Print the entries verbatim, starting at the first line of the entries and ending at the line that contains "left=704, top=160, right=787, bottom=257". Include both of those lines.

[BEGIN]

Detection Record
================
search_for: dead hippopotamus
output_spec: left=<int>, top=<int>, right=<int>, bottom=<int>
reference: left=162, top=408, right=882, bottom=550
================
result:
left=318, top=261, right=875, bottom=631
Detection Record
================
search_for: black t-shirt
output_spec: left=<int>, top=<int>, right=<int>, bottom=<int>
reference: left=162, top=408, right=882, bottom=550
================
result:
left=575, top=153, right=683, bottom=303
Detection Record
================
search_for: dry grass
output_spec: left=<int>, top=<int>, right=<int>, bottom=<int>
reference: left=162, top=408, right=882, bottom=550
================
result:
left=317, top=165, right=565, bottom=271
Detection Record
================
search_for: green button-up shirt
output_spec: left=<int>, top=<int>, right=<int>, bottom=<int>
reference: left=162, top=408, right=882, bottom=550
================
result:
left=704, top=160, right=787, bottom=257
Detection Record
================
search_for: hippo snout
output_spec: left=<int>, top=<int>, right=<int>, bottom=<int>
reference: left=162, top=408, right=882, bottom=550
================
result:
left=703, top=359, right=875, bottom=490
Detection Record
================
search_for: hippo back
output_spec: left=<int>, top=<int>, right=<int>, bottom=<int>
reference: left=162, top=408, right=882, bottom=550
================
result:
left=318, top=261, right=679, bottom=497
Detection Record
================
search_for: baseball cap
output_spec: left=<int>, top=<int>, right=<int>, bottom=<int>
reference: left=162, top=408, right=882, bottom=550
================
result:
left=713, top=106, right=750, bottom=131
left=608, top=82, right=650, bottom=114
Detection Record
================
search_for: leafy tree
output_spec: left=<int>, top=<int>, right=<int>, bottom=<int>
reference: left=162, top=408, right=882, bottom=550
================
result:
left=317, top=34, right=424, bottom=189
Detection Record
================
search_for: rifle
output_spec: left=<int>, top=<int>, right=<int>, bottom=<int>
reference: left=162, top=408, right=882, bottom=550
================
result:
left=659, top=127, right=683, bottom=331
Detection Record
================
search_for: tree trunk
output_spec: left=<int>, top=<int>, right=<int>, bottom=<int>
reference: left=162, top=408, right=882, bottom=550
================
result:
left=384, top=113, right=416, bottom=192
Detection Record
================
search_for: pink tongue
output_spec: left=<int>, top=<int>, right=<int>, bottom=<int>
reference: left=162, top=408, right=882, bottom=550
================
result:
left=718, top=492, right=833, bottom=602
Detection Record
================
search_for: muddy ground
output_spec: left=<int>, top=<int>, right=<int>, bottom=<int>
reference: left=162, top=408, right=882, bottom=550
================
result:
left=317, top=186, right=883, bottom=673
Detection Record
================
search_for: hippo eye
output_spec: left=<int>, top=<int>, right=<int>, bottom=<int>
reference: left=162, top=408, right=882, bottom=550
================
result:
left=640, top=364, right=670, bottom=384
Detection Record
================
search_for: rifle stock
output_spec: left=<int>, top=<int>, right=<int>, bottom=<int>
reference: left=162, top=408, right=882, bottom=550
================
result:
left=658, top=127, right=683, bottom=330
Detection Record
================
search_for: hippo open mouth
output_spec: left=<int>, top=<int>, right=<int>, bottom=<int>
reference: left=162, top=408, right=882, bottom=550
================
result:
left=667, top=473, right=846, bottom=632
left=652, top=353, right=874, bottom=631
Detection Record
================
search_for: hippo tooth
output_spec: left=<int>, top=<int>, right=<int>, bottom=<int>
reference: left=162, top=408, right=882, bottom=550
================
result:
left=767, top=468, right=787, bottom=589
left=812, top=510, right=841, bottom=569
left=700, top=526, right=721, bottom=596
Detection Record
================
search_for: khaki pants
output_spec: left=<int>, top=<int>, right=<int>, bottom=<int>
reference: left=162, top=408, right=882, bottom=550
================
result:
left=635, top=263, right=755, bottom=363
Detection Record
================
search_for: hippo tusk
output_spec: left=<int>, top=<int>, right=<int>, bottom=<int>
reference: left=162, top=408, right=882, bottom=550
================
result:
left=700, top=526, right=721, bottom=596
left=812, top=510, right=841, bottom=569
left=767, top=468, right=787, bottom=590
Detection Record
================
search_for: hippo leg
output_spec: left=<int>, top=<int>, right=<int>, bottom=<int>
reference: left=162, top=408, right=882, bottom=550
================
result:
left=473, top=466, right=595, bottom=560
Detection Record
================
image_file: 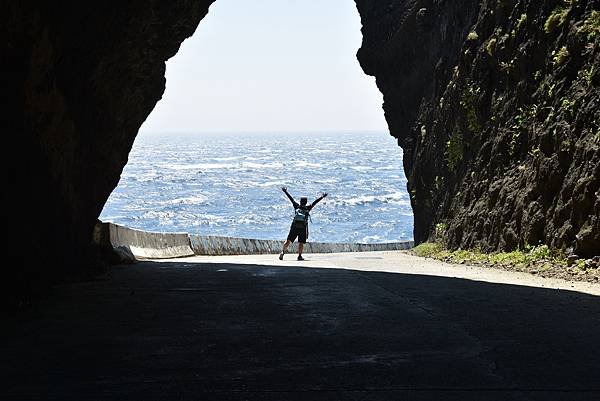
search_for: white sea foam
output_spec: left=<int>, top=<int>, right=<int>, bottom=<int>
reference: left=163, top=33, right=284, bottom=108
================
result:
left=100, top=133, right=412, bottom=242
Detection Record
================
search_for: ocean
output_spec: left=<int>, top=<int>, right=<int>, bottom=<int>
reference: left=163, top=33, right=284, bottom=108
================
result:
left=100, top=132, right=413, bottom=243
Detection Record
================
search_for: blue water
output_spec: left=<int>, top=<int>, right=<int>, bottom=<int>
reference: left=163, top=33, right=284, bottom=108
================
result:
left=100, top=132, right=413, bottom=243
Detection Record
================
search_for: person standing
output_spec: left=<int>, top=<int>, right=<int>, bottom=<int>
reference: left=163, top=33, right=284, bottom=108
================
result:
left=279, top=187, right=327, bottom=260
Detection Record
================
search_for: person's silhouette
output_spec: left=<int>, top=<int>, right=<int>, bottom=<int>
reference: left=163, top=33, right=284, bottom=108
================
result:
left=279, top=187, right=327, bottom=260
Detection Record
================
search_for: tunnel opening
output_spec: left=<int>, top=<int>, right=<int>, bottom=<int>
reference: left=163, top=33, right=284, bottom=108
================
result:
left=100, top=0, right=413, bottom=243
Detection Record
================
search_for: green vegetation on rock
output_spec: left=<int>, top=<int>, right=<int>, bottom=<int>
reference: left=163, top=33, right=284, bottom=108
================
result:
left=460, top=85, right=482, bottom=135
left=577, top=10, right=600, bottom=42
left=446, top=132, right=464, bottom=171
left=544, top=1, right=571, bottom=33
left=413, top=242, right=567, bottom=267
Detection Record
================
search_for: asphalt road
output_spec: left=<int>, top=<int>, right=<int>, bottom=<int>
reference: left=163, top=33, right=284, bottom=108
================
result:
left=0, top=255, right=600, bottom=401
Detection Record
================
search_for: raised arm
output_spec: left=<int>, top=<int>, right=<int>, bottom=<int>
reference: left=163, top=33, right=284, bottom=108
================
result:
left=310, top=192, right=327, bottom=209
left=281, top=187, right=300, bottom=208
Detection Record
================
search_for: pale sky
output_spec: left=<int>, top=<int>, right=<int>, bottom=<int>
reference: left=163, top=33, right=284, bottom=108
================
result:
left=140, top=0, right=387, bottom=133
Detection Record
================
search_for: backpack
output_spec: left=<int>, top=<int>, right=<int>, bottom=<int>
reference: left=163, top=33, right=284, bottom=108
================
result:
left=294, top=207, right=310, bottom=223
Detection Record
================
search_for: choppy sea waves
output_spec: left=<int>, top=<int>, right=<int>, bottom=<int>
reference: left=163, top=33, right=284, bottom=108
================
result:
left=100, top=133, right=413, bottom=243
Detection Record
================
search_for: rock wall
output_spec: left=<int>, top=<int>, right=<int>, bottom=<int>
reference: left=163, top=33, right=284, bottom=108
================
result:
left=0, top=0, right=213, bottom=306
left=356, top=0, right=600, bottom=256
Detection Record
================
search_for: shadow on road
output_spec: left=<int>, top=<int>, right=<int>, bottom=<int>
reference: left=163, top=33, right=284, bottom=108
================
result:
left=0, top=262, right=600, bottom=400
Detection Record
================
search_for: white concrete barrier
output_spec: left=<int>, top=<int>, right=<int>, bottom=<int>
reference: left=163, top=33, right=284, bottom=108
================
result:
left=189, top=234, right=414, bottom=255
left=108, top=223, right=194, bottom=259
left=102, top=223, right=414, bottom=259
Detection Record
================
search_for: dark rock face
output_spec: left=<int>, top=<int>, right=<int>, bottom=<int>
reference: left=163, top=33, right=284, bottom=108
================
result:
left=356, top=0, right=600, bottom=256
left=0, top=0, right=213, bottom=306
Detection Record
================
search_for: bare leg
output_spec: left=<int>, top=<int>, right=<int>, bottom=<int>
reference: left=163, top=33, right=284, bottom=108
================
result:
left=279, top=239, right=292, bottom=260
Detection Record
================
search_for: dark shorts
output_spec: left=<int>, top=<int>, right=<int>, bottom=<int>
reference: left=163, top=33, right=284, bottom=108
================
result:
left=288, top=223, right=308, bottom=244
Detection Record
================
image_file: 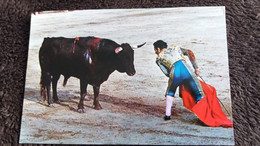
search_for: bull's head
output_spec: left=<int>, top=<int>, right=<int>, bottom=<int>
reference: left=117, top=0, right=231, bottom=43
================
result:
left=115, top=43, right=145, bottom=76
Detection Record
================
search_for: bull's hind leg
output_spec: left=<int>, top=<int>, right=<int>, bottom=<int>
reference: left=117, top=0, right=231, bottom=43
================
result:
left=78, top=80, right=88, bottom=113
left=52, top=74, right=60, bottom=103
left=45, top=73, right=53, bottom=107
left=93, top=86, right=102, bottom=110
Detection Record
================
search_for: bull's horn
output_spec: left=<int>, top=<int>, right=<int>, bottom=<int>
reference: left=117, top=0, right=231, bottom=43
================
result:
left=131, top=42, right=146, bottom=49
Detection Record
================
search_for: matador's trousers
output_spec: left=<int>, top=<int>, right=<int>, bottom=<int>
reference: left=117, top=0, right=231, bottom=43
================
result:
left=166, top=60, right=204, bottom=102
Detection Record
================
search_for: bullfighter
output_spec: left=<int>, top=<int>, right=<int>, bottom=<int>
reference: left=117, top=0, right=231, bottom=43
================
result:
left=153, top=40, right=204, bottom=120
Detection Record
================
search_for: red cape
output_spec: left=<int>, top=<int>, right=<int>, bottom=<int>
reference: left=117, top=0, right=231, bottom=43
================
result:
left=180, top=81, right=233, bottom=128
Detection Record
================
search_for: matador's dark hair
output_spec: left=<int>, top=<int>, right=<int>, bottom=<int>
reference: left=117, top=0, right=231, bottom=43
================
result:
left=153, top=40, right=167, bottom=49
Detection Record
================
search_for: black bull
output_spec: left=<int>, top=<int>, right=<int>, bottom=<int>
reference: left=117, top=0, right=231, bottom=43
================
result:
left=39, top=37, right=145, bottom=112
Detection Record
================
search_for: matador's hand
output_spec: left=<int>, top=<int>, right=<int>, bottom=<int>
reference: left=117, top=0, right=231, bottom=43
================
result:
left=195, top=68, right=200, bottom=76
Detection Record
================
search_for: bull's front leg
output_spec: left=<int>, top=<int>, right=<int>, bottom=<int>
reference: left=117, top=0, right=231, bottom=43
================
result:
left=52, top=74, right=60, bottom=104
left=78, top=79, right=88, bottom=113
left=93, top=86, right=102, bottom=110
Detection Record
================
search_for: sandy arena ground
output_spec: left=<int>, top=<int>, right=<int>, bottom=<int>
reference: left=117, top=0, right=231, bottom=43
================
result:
left=20, top=7, right=234, bottom=145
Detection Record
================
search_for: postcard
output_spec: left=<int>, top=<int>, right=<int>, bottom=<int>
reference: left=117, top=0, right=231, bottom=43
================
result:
left=19, top=6, right=234, bottom=145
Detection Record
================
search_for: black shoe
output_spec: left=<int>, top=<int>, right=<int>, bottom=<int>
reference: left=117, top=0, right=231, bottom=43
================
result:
left=163, top=116, right=171, bottom=121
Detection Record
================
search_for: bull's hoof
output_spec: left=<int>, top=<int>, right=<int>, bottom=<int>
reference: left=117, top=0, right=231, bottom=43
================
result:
left=48, top=103, right=55, bottom=107
left=163, top=115, right=171, bottom=121
left=94, top=104, right=102, bottom=110
left=78, top=109, right=86, bottom=113
left=54, top=99, right=60, bottom=104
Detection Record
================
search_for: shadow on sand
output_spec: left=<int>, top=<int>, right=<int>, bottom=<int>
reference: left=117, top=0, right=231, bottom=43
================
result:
left=24, top=88, right=205, bottom=126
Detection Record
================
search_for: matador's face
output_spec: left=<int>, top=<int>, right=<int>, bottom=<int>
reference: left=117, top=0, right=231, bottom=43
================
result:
left=154, top=48, right=161, bottom=55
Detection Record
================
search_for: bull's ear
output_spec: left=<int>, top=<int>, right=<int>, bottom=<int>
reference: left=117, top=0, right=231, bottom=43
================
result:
left=115, top=47, right=123, bottom=54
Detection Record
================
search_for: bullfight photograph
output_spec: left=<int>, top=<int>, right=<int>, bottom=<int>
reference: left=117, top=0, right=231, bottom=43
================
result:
left=19, top=6, right=234, bottom=145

[END]

- [Right answer]
Detection Record
================
search_for: dead hippopotamus
output_spec: left=<int>, top=<int>, right=<int>, bottom=<int>
reference: left=162, top=408, right=882, bottom=550
================
result:
left=318, top=261, right=875, bottom=631
Detection Record
================
search_for: black t-shirt
output_spec: left=<int>, top=<int>, right=<int>, bottom=<int>
reference: left=162, top=408, right=882, bottom=550
================
result:
left=575, top=153, right=683, bottom=303
Detection Record
================
search_for: dry grass
output_spec: left=<int>, top=<int>, right=<int>, bottom=<int>
reference: left=162, top=408, right=882, bottom=550
================
result:
left=317, top=165, right=565, bottom=271
Detection Record
================
search_for: green button-up shirt
output_spec: left=<int>, top=<int>, right=<int>, bottom=<int>
reference: left=162, top=408, right=882, bottom=550
================
result:
left=704, top=160, right=787, bottom=257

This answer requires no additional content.